» **Written task 1**
Rewrite the part of the Ruby encoding question that begins at the words "Misc #20407" and stops after "interpolated Regexp literal.", replacing every "Regexp" with "regular expression".
» **Written task 2**
Translate this sentence from the Ruby encoding question into Spanish: "I am wondering how Regexp encoding modifiers (u, s, e, n) interfere in encoding negotiation of parts/fragments in an interpolated Regexp literal."
» **Written task 3**
Write the next part of the Ruby encoding question, picking up after its last sentence.

-- begin Article --

Misc #20407
closedQuestion about applying encoding modifier to an interpolated Regexp
Description
I am wondering how Regexp encoding modifiers (u, s, e, n) interfere in encoding negotiation of parts/fragments in an interpolated Regexp literal.
Examples #1
# encoding: us-ascii
# Unicode: Ф - U+0424
# windows-1251: Ф - 0xD4
# without encoding modifier
puts /a #{ "\xd4".force_encoding("windows-1251") } c/.encoding # Windows-1251
puts /a #{ "b".encode("windows-1251") } c/.encoding # US-ASCII
puts /a #{ "\u0424".force_encoding("UTF-8") } c/.encoding # UTF-8
puts /a #{ "\xc2\xa1".b } c/.encoding # ASCII-8BIT
# with encoding modifier
puts /a #{ "\xd4".force_encoding("windows-1251") } c/e.encoding # Windows-1251
puts /a #{ "b".encode("windows-1251") } c/e.encoding # EUC-JP
puts /a #{ "\u0424".force_encoding("UTF-8") } c/e.encoding # UTF-8
puts /a #{ "\xc2\xa1".b } c/e.encoding # ASCII-8BIT
# string interpolation
puts "a #{ "\xd4".force_encoding("windows-1251") } c".encoding # Windows-1251
puts "a #{ "b".encode("windows-1251") } c".encoding # Windows-1251
puts "a #{ "\u0424".force_encoding("UTF-8") } c".encoding # UTF-8
puts "a #{ "\xc2\xa1".b } c".encoding # ASCII-8BIT
Example #2
# encoding: utf-8
# windows-1251: Ф - 0xD4
# unicode: Ф - U+0424
# without encoding modifier
puts /a #{ "\xd4".force_encoding("windows-1251") } c/.encoding # Windows-1251
puts /a #{ "b".encode("windows-1251") } c/.encoding # US-ASCII
puts /a #{ "\u0424".force_encoding("UTF-8") } c/.encoding # UTF-8
puts /a #{ "\xc2\xa1".b } c/.encoding # ASCII-8BIT
# with encoding modifier
puts /a #{ "\xd4".force_encoding("windows-1251") } c/e.encoding # Windows-1251
puts /a #{ "b".encode("windows-1251") } c/e.encoding # EUC-JP
puts /a #{ "\u0424".force_encoding("UTF-8") } c/e.encoding # UTF-8
puts /a #{ "\xc2\xa1".b } c/e.encoding # ASCII-8BIT
# string interpolation
puts "a #{ "\xd4".force_encoding("windows-1251") } c".encoding # Windows-1251
puts "a #{ "b".encode("windows-1251") } c".encoding # UTF-8
puts "a #{ "\u0424".force_encoding("UTF-8") } c".encoding # UTF-8
puts "a #{ "\xc2\xa1".b } c".encoding # ASCII-8BIT
In the examples above the e
modifier changes Regexp's encoding only in one case when Regexp's encoding would be US-ASCII
without the modifier:
# encoding: us-ascii
puts /a #{ "b".encode("windows-1251") } c/.encoding # US-ASCII
puts /a #{ "b".encode("windows-1251") } c/e.encoding # EUC-JP
# encoding: utf-8
puts /a #{ "b".encode("windows-1251") } c/.encoding # US-ASCII
puts /a #{ "b".encode("windows-1251") } c/e.encoding # EUC-JP
And the e
modifier doesn't change Regexp's final encoding in all the other cases either Regexp's encoding without modifier is a file source encoding or ASCII-8BIT
.

-- end Article --
-- begin Data shown --

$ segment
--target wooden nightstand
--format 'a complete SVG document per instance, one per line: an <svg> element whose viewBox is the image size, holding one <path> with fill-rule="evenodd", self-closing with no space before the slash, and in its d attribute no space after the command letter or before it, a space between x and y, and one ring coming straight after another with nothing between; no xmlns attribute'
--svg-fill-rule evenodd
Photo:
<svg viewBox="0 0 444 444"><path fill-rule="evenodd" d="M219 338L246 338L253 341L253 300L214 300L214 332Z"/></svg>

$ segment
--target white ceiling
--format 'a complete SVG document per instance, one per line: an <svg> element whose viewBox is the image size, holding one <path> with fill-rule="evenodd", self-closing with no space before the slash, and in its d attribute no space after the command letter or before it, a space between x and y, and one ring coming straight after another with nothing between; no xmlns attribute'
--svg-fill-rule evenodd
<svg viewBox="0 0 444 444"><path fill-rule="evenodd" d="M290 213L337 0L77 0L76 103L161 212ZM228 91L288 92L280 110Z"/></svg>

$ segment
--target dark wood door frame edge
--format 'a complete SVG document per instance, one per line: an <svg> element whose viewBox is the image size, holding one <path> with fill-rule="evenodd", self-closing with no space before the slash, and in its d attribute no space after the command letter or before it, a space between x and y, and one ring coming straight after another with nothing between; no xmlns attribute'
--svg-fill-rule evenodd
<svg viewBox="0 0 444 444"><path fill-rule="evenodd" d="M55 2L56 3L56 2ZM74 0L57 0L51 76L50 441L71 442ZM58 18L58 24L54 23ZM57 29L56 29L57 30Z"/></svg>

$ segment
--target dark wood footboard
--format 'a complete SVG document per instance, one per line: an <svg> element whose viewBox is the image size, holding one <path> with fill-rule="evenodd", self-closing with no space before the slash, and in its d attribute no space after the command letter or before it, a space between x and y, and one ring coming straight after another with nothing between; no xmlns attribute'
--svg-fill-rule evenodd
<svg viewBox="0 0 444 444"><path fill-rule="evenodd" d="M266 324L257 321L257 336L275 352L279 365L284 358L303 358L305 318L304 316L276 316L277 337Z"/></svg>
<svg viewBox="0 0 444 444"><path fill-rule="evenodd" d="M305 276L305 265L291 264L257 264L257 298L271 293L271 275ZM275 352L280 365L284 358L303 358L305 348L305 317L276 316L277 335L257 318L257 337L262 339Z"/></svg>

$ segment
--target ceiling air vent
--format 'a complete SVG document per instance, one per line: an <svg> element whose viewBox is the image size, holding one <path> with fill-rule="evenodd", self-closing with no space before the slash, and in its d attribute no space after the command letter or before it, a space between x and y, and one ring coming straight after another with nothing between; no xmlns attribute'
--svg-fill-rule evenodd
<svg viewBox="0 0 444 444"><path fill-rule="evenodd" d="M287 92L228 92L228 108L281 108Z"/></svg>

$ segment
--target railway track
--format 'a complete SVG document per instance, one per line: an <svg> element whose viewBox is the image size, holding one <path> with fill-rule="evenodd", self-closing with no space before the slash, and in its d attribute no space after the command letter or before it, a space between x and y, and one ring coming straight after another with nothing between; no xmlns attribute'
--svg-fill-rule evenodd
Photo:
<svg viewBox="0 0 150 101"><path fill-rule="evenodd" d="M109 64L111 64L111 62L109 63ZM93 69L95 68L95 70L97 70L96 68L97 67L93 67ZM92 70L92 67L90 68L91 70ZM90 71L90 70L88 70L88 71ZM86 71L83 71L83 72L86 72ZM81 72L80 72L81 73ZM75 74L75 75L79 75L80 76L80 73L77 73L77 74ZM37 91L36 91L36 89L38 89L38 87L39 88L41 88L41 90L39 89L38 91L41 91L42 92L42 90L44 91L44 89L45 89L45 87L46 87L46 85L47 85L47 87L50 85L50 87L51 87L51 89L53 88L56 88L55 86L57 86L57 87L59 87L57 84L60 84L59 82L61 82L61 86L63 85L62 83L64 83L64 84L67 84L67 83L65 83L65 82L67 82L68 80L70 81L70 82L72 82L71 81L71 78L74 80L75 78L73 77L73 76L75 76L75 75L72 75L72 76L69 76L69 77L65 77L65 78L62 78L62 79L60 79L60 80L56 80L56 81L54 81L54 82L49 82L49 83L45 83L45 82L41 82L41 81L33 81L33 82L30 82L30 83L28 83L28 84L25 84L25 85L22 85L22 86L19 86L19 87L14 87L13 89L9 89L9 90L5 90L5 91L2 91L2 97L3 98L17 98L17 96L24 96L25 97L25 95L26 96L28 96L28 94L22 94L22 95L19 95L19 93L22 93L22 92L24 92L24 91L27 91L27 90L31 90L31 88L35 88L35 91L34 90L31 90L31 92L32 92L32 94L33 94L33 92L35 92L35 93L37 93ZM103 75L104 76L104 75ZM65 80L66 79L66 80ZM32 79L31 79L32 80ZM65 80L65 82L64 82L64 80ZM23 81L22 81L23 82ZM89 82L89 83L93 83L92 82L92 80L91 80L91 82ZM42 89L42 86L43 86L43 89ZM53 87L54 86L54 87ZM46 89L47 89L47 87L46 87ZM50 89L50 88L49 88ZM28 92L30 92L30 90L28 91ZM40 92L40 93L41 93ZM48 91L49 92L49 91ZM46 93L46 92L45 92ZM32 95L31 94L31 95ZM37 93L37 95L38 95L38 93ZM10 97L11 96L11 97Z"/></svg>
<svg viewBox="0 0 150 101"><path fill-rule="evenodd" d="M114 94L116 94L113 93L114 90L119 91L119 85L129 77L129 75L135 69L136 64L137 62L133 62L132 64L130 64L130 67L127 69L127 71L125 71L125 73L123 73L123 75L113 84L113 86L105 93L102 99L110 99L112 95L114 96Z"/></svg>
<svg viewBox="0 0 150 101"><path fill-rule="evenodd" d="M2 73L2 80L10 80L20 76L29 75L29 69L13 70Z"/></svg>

-- end Data shown --

» **Written response 1**
Misc #20407
closedQuestion about applying encoding modifier to an interpolated regular expression
Description
I am wondering how regular expression encoding modifiers (u, s, e, n) interfere in encoding negotiation of parts/fragments in an interpolated regular expression literal.

» **Written response 2**
Me pregunto cómo interfieren los modificadores de codificación de Regexp (u, s, e, n) en la negociación de la codificación de las partes/fragmentos en un literal Regexp interpolado.

» **Written response 3**
Looking at the following example:
# encoding: us-ascii
# without modifier
p /\xc2\xa1 #{ "a" }\xc2\xa1/.encoding # ASCII-8BIT
p /a #{ "\xc2\xa1".force_encoding("EUC-JP") } b/.encoding # EUC-JP
p /a #{ "\xc2\xa1".b } b/.encoding # ASCII-8BIT
# with modifier
p /\xc2\xa1 #{ "a" }\xc2\xa1/e.encoding # EUC-JP
p /a #{ "\xc2\xa1".force_encoding("EUC-JP") } b/e.encoding # EUC-JP
p /a #{ "\xc2\xa1".b } b/e.encoding # ASCII-8BIT
we can notice that the e
modifier changes ASCII-8BIT
to EUC-JP
in the first case (/\xc2\xa1 #{ "a" }\xc2\xa1/
) but doesn't in the third one (/a #{ "\xc2\xa1".b } b/
). So I assume that the e
modifier could be applied to the Regexp fragments (\xc2\xa1
and \xc2\xa1
) before encoding negotiation and not to the whole result after negotiation.
Could you please clarify how it works?
Updated by andrykonchin (Andrew Konchin) about 1 year ago
- Description updated (diff)
Updated by andrykonchin (Andrew Konchin) about 1 year ago
- Description updated (diff)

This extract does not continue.